Records -
═══

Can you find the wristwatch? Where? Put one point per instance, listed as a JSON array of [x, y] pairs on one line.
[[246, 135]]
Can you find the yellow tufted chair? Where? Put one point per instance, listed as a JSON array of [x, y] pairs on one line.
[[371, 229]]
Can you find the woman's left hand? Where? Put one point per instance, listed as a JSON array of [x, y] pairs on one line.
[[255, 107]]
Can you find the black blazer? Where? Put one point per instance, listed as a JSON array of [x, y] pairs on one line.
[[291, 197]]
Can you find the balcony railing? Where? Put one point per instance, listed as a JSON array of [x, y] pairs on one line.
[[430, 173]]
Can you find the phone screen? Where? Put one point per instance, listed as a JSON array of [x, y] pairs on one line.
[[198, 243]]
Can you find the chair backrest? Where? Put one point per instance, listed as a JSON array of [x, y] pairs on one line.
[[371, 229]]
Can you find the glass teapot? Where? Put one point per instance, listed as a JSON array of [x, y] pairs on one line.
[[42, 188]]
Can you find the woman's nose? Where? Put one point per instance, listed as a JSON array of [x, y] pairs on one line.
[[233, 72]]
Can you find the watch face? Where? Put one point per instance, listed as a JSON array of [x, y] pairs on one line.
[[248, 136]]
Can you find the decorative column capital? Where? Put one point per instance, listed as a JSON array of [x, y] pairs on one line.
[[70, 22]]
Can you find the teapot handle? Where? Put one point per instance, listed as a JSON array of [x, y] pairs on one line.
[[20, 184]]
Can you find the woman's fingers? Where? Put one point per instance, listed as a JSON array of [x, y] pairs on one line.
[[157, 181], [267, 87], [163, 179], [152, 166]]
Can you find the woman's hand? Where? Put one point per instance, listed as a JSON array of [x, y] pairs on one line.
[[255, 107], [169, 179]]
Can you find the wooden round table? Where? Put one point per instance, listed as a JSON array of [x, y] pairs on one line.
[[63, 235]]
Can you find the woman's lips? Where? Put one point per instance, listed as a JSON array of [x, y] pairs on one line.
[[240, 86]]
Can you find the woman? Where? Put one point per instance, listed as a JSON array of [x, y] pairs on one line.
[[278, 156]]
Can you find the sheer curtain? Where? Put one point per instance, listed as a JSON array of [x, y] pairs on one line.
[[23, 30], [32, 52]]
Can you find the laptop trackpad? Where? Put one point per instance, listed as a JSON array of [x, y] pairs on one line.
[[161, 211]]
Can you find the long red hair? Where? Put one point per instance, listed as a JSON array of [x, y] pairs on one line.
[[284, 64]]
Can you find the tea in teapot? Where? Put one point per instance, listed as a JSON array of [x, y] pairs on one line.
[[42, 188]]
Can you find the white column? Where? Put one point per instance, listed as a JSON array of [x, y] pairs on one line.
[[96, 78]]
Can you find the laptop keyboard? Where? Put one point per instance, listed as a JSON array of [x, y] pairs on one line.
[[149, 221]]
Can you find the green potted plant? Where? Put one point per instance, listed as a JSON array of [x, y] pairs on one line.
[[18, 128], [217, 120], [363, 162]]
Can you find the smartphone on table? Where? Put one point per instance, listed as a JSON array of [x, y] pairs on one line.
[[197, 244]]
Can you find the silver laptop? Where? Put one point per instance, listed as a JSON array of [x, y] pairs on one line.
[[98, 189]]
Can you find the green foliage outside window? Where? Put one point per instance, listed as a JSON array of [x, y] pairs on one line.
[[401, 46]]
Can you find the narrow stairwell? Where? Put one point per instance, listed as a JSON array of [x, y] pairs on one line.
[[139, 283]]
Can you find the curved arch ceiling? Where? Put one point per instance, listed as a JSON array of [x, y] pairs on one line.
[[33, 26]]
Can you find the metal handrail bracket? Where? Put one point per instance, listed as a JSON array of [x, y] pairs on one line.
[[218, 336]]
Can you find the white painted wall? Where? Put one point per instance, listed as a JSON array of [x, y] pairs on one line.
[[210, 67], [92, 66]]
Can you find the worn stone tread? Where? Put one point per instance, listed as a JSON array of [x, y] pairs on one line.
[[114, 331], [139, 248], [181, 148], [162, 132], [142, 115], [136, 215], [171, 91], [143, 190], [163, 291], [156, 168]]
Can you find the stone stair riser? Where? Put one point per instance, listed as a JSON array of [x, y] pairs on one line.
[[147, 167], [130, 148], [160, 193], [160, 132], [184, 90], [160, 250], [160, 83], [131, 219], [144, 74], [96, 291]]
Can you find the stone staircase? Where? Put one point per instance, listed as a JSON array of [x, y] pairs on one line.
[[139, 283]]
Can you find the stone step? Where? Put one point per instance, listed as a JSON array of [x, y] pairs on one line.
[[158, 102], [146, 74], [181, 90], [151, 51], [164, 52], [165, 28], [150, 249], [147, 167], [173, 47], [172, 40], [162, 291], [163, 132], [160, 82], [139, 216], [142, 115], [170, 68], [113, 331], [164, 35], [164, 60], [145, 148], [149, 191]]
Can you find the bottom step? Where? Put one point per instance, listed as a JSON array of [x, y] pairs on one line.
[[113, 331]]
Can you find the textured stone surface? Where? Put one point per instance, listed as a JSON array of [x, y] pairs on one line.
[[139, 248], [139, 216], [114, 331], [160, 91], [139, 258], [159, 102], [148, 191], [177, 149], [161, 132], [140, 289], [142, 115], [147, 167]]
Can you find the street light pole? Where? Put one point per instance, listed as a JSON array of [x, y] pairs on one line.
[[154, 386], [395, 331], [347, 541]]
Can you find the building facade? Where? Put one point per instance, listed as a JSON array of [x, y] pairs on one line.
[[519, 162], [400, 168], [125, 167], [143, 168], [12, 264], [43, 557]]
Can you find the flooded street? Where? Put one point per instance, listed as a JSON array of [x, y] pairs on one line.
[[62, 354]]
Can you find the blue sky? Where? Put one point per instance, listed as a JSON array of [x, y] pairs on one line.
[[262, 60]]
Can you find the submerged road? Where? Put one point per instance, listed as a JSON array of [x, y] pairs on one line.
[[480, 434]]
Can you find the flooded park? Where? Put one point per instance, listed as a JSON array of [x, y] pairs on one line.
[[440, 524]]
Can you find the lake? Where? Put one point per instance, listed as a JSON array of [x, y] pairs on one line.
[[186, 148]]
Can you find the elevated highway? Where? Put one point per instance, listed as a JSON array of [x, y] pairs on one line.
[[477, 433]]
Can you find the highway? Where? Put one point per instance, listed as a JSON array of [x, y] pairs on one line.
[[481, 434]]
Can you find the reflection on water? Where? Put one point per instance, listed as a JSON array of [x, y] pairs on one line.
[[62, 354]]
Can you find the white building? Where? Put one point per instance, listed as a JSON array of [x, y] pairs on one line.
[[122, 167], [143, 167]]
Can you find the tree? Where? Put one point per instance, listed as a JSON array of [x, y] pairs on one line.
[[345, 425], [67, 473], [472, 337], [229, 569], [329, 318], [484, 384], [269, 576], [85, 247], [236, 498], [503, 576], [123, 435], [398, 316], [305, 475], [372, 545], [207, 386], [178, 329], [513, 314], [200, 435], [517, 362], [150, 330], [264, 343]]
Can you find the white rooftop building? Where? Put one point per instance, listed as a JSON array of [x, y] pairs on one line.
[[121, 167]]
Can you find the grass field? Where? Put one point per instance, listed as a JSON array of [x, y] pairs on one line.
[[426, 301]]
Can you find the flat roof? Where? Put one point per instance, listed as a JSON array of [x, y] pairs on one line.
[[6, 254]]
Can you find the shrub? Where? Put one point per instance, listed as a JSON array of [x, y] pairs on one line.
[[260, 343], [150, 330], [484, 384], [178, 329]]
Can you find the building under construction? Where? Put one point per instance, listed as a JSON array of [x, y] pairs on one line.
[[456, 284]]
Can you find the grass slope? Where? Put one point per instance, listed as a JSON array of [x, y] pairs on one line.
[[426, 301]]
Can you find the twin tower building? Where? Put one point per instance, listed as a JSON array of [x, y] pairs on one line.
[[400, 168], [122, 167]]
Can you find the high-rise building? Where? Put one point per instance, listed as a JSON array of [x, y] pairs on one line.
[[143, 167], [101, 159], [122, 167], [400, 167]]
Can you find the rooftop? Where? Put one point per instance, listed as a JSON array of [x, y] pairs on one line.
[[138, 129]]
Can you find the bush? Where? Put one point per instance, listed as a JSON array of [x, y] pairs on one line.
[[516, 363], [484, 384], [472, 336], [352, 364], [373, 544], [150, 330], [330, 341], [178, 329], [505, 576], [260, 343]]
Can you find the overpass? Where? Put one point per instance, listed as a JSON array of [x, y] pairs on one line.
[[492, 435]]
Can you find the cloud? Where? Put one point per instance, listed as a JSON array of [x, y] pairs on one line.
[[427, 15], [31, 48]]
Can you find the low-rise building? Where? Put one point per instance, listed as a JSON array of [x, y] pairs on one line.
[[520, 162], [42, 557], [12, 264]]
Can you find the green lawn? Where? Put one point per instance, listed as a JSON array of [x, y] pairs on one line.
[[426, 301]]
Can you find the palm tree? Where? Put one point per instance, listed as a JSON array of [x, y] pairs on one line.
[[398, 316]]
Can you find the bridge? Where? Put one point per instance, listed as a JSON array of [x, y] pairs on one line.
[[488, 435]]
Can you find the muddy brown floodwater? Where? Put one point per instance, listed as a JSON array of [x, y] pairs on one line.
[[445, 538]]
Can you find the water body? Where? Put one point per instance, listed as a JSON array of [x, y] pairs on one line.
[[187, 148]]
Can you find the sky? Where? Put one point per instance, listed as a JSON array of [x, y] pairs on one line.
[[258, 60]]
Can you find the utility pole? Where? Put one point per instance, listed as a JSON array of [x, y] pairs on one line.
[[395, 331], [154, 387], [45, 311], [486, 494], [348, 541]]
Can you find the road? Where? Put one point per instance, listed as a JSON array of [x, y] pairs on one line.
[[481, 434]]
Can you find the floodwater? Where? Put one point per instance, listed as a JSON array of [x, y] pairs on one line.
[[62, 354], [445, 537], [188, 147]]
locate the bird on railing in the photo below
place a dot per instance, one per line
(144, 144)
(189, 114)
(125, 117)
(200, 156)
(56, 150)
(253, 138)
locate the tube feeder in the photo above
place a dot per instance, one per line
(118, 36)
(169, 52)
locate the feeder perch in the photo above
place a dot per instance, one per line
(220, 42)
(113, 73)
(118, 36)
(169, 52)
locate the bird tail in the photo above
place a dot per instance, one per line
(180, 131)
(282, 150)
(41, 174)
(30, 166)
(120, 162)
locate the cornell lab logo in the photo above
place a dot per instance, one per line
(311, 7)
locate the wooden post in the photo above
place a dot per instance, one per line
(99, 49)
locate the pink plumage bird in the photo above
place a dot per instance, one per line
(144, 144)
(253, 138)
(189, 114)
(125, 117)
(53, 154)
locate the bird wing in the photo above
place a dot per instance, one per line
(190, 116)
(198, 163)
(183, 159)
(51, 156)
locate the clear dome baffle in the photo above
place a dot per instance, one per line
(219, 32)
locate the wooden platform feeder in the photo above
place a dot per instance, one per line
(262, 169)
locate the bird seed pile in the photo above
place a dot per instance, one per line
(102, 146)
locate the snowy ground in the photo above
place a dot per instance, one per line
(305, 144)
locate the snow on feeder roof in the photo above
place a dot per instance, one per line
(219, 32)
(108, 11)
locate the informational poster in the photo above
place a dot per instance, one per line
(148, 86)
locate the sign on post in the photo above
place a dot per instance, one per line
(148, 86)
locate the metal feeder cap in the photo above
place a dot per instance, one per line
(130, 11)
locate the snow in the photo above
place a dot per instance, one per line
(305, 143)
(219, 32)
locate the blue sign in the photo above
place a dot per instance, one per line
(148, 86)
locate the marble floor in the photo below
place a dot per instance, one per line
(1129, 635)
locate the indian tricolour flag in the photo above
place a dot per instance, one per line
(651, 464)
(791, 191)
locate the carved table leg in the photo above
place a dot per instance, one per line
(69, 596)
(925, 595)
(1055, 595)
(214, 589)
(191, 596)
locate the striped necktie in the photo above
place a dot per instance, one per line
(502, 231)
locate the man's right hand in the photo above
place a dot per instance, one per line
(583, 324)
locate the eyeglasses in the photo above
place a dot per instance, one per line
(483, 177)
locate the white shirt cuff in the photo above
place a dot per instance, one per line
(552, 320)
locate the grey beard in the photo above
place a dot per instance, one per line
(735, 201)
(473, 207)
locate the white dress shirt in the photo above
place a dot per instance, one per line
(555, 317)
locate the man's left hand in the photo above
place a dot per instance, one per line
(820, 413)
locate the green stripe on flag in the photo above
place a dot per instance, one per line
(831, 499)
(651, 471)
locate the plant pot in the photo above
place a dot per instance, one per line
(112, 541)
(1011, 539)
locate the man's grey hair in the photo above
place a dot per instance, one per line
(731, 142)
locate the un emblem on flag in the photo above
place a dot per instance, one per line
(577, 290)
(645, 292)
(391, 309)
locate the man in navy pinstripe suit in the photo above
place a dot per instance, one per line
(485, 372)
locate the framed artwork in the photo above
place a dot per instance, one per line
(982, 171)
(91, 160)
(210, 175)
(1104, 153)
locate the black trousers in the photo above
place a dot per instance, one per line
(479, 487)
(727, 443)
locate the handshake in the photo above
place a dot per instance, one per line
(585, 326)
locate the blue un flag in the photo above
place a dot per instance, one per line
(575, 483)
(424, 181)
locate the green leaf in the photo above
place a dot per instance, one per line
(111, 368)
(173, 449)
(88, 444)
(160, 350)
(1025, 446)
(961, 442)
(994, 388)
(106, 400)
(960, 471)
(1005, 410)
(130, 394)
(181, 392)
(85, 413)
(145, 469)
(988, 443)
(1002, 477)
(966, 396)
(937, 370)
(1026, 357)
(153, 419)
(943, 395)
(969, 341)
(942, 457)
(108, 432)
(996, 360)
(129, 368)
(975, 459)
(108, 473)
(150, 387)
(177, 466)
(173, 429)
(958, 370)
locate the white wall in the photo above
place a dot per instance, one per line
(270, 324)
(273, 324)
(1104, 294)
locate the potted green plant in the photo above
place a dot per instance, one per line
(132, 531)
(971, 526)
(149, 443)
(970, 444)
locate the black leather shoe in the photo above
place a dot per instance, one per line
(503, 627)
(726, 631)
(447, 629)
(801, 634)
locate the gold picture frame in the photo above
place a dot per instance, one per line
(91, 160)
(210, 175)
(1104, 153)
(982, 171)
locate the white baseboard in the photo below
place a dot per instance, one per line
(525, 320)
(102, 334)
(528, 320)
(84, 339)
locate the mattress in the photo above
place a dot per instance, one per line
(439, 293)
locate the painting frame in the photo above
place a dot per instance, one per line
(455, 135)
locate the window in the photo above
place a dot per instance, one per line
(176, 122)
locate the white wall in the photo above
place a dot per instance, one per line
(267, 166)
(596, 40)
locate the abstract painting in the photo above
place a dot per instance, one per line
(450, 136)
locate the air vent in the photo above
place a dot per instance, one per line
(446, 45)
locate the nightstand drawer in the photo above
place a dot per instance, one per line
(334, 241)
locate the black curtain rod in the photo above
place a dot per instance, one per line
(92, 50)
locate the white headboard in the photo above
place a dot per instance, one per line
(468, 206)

═══

Given request - Write out exactly the lines from the line holding "locate the black leather" through the last line of the data, and nothing besides those lines.

Expected output -
locate the black leather shoe in the photo above
place a dot per instance, one per line
(503, 627)
(726, 631)
(447, 629)
(801, 634)
locate the gold picture frame in the photo above
place a dot per instance, one per line
(91, 160)
(210, 175)
(1104, 153)
(982, 171)
locate the white baseboard in the photo below
place a dot per instance, one per line
(525, 320)
(102, 334)
(528, 320)
(84, 339)
locate the mattress in the photo above
place a dot per instance, one per line
(439, 293)
locate the painting frame in the photo above
place a dot per instance, one per line
(455, 135)
locate the window in the photo above
place a dot per instance, one per line
(176, 122)
locate the white wall in the photo above
place a dot per instance, one per line
(267, 166)
(596, 40)
locate the abstract painting in the photo above
place a dot per instance, one per line
(450, 136)
locate the air vent in the photo above
place a dot per instance, one per line
(446, 45)
locate the nightstand drawer in the photo above
place a dot per instance, one per line
(334, 241)
locate the black curtain rod in the photo above
place a dot per instance, one per line
(92, 50)
locate the white headboard in the photo above
place a dot per instance, one per line
(468, 206)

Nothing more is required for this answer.